● SELECTED EXCERPT
· · · · ·

Crop coefficients for almond have been studied for nearly 50 years. These values indicate the ratio of water use of almonds in comparison to fully irrigated grass (ETo). Values less than one indicates that almonds are using less water than grass at that period while values greater than one indicate a higher water use. This ratio needs to be multiplied by the daily ETo, whether actual or estimated, to determine the water usage for almonds.

The crop coefficients provided below are research derived. Differing techniques have been used to develop the coefficients. Some rely on a “water-balance” method in which soil moisture levels are monitored and maintained to match water use. This method has been utilized by many researchers across the world and has formed the foundation of most irrigation research. A more exact method of this technique involves the use of a weighing lysimeter, which is a giant scale that measures the amount of water used by the tree. Due to a minimal number of lysimeters in the world, studies have not been performed until recently and the results for mature almond water use has yet to be published.

Outside of the “water-balance” method, there are newer technologies that have been used to develop crop coefficients. These techniques utilize fluctuations of canopy temperature that occur from transpiration loss.  These measurements, when taking into account solar radiation, wind, and ambient air temperature and humidity, can be used to back-calculate the water loss. This method is known as “eddy covariance.”

· · · · ·

● EXTRACTED DATA
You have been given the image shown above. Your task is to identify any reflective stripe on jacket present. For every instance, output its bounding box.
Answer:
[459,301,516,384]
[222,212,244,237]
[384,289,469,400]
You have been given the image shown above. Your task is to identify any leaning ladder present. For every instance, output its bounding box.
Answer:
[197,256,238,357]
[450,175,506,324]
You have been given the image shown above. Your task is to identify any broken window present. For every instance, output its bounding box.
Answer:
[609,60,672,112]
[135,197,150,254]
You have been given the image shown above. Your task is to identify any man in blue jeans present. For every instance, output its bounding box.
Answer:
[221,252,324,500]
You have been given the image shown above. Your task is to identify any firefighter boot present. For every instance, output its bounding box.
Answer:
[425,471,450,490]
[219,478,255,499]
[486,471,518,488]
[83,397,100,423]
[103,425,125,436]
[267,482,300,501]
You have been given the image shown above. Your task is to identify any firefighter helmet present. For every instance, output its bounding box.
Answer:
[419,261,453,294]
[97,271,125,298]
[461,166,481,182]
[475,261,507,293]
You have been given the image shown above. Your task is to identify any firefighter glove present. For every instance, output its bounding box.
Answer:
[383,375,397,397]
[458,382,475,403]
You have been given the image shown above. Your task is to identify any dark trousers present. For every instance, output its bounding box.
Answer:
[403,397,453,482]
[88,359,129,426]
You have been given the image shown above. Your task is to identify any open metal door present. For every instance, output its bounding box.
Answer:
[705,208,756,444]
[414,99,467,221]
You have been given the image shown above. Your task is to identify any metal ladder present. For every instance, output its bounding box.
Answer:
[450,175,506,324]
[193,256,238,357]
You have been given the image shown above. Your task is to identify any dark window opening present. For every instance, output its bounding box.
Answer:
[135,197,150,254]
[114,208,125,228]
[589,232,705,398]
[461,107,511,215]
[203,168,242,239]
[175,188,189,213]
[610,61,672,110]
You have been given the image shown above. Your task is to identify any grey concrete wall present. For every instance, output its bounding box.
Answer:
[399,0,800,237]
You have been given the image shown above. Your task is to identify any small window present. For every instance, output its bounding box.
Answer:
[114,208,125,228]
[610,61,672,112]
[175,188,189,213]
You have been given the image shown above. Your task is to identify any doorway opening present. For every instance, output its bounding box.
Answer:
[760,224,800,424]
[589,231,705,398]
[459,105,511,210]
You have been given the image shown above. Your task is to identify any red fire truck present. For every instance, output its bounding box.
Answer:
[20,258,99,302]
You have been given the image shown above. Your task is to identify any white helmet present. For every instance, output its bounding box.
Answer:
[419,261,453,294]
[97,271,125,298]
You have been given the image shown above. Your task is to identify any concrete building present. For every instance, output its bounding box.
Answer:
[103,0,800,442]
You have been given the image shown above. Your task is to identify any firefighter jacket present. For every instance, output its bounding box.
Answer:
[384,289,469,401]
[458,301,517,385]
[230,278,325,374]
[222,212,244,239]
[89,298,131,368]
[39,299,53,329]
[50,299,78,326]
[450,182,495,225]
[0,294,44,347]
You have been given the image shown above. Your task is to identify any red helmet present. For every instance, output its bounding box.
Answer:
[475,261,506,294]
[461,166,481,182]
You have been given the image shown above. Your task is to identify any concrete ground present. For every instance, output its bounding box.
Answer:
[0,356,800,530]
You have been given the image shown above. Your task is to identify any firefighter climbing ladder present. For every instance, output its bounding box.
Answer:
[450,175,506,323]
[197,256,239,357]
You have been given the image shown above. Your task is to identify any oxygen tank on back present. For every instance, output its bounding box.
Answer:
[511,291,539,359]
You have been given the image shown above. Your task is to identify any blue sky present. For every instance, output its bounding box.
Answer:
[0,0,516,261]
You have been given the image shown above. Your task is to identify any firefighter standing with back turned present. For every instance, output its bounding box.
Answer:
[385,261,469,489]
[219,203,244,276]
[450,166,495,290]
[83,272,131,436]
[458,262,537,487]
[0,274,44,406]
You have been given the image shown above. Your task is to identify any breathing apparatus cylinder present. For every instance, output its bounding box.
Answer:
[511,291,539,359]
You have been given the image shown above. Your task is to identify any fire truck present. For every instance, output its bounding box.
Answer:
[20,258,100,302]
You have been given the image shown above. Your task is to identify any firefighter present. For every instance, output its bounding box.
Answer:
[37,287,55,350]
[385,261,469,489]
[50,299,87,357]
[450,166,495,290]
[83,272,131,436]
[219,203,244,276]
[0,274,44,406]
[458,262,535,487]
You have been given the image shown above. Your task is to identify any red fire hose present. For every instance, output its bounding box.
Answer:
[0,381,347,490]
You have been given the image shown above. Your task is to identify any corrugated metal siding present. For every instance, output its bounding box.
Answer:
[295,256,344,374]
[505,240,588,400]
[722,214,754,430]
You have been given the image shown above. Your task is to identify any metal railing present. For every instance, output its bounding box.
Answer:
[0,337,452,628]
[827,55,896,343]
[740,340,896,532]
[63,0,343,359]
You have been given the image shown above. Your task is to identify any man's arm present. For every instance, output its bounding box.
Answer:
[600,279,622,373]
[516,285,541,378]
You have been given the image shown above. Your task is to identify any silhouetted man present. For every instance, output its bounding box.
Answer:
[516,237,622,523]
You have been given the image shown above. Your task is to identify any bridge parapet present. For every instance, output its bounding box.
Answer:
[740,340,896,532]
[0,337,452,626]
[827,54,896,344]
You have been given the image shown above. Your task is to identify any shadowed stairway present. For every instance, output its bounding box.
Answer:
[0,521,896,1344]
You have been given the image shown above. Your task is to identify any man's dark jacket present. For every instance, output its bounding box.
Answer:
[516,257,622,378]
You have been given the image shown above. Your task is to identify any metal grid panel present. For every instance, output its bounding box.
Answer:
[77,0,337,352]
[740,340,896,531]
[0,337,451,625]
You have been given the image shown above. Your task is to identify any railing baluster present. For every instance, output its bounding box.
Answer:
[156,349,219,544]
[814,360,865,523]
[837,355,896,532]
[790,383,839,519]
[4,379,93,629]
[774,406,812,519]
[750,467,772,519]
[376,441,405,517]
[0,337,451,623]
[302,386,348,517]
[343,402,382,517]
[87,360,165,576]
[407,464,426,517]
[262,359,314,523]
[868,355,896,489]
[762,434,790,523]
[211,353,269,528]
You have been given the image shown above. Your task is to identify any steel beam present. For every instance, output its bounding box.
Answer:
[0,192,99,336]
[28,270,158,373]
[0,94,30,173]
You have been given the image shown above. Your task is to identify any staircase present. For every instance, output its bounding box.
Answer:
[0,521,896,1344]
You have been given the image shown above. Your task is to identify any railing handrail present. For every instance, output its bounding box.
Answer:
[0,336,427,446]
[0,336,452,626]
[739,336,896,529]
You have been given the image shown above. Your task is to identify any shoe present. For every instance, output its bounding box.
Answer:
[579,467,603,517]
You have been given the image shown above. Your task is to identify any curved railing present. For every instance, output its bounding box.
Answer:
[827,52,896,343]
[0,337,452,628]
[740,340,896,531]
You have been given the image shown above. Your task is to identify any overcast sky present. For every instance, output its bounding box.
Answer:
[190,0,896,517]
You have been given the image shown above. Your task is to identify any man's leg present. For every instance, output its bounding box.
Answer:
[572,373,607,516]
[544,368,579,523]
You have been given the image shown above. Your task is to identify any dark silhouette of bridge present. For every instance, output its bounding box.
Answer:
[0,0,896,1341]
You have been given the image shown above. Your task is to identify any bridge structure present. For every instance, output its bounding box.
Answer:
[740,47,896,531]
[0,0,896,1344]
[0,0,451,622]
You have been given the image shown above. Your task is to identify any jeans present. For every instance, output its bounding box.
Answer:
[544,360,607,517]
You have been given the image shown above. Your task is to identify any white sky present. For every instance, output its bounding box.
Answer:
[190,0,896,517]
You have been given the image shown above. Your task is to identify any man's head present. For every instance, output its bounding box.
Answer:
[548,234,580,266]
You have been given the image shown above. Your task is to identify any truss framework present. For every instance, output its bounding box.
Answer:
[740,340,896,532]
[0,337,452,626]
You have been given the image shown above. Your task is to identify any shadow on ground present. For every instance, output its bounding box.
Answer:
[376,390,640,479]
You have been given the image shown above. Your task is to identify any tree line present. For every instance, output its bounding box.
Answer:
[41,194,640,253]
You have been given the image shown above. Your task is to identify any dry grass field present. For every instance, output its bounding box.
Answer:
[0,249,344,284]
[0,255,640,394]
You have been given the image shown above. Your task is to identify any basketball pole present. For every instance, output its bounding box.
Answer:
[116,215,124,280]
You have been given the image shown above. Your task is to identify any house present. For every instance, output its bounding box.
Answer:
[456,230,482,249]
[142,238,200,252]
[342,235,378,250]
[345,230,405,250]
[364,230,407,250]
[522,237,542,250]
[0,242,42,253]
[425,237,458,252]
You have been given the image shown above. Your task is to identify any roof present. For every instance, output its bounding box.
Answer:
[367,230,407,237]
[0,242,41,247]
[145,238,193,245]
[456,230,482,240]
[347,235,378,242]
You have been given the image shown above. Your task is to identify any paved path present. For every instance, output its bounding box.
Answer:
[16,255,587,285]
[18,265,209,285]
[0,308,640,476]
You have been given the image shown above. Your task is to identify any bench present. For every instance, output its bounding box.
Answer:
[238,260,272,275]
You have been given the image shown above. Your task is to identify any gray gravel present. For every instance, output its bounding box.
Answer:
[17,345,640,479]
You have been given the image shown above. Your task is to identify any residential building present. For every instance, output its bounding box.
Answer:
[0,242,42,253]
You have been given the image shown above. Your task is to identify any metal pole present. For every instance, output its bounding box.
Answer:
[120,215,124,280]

· · · · ·

● WHAT YOU NEED TO DO
1. Recast the rows, everything from the first one down to the line containing "[221,252,324,500]", as a two-column CSV with the headers instruction and reply. Give one CSV line per row, with the row's text and its answer each in a single quoted field and line breaks replaced by spaces.
2. Continue the passage on almond crop coefficients from where it stops.

● WRITTEN ANSWERS
1.
instruction,reply
"You have been given the image shown above. Your task is to identify any reflective stripe on jacket present. For every instance, output its bounding box. Answer:","[459,301,516,384] [222,212,244,237] [384,289,469,400]"
"You have been given the image shown above. Your task is to identify any leaning ladder present. For every instance, output its bounding box. Answer:","[197,256,238,357] [450,175,506,324]"
"You have been given the image shown above. Your task is to identify any broken window present. For every instance, output its bounding box. Answer:","[609,60,672,112] [135,197,150,254]"
"You have been given the image shown above. Your task is to identify any man in blue jeans present. For every instance, output its bounding box. Answer:","[221,252,324,500]"

2.
When reviewing the differing crop coefficients, it will be clear that the general trend is greater water use. Some of the upward trend is due to a change in irrigation practices and orchard canopy densities – the switch from surface/flood irrigation methods to pressurized drip and microsprinkler orchards as well as tighter spaced, densely canopied orchards. Another possible cause is the technique in which water use is being measured. The eddy-covariance methods utilized in modern research are more precise and accurate, and as such, are more sensitive. Water-balance methods were developed using a combination of soil moisture, water flow, and plant-water status measurements. These methods give these values a more “in-practice” feel.

In theory, the Kc value, when multiplied by the ETo, represents 100% irrigated, full vigor, unstressed mature tree. This means that the calculated water indicates the maximum amount of water use by the tree, not the amount of water that is optimal for the specific orchard conditions. This is important to highlight as our ability to apply water is limited by a number of factors including soil infiltration rates and uniformity of water applications. Uniformity of application (also known as distribution uniformity) is limited by engineering constraints as it is not possible for irrigation systems to have 100% uniformity. This means that there are areas of the field that are over-irrigated, which can reduce yield and kill trees.

Kc values are variable. This is due to the changing status of the tree’s canopy. As leaves emerge and fully expand, water use is increased. As crop is harvested and leaves senesce and drop from the tree, it decreases. These changes must be taken into account in order to properly irrigate a tree through the season.

When determining which Kc values to use, strongly consider the ones developed within the past 15 years. These values utilized modern orchards and more refined research methods to develop an up-to-date set of values. Due to the risk of over-irrigation with modern crop coefficients derived from eddy-covariance, one should consider irrigating at a lower percentage of full irrigation. Generally, research suggests that the balance between optimal yield and orchard health is somewhere between 85-90% of full irrigation. By irrigating at this level, it reduces the risk of over-irrigation in the wetter areas of the field, while maintaining close to optimal yield in the under-irrigated areas.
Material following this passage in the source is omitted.